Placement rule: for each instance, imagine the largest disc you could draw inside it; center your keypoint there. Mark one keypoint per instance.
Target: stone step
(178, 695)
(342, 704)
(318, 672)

TASK TO COMPLETE
Could you reproduce every record exactly as shown above?

YOUR RESPONSE
Placement rule: for each instance, imagine the largest disc you could draw inside it; center your keypoint there. Mark one keypoint per instance.
Target: stone step
(178, 695)
(342, 704)
(318, 672)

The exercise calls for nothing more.